Exercise task - Update the lines from the one holding "For the evaluation set, tag every instance of the front grille" through the one holding "[[546, 260], [560, 291]]", inclusive, by replacing "integer pairs" with "whole-number pairs" and leaving everything else as it is. Give back only those lines.

┌──

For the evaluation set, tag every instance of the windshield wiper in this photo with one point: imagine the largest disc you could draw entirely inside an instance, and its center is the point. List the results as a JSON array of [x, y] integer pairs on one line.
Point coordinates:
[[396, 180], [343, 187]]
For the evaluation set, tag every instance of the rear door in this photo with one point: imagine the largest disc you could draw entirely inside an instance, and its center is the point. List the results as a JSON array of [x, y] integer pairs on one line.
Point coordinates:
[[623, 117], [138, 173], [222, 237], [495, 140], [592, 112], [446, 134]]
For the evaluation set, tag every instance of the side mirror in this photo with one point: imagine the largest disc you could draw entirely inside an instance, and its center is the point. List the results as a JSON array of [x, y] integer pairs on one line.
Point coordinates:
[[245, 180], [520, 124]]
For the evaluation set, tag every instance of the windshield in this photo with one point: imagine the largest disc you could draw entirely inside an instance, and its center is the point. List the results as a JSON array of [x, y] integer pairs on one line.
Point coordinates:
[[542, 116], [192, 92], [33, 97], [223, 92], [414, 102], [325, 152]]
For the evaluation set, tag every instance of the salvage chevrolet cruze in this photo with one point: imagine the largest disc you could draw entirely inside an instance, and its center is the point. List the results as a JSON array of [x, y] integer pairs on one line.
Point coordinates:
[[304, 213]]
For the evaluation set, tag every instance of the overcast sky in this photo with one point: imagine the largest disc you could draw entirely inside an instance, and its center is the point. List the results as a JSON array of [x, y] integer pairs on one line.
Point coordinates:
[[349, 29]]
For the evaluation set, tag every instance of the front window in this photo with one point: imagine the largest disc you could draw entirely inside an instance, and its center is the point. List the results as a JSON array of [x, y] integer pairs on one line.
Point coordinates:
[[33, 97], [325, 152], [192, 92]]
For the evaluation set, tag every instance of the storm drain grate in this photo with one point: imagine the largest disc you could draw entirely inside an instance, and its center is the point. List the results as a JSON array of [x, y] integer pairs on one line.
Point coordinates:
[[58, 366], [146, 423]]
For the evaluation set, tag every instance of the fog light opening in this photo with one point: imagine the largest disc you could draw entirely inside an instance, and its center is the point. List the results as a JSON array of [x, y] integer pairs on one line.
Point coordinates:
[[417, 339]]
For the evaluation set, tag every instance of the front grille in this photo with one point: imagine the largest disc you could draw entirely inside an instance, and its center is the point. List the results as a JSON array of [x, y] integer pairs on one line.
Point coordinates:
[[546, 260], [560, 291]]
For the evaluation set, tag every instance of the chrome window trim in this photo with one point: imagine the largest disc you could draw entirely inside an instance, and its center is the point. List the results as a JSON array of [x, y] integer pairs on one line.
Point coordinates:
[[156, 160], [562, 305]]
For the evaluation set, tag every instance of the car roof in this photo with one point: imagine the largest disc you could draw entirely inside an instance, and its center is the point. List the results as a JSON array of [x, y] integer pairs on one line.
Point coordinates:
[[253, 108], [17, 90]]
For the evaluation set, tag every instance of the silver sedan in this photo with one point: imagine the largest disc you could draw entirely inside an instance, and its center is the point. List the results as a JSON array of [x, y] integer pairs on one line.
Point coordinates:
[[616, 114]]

└──

Answer -
For the evaluation set, tag every instance of the front grille in this photo with one point: imagine the largest disc you could draw entirely inside an instance, and its center is the point. List the results as a JSON array of [x, y] whole-number pairs on one line.
Point coordinates:
[[546, 260], [560, 291]]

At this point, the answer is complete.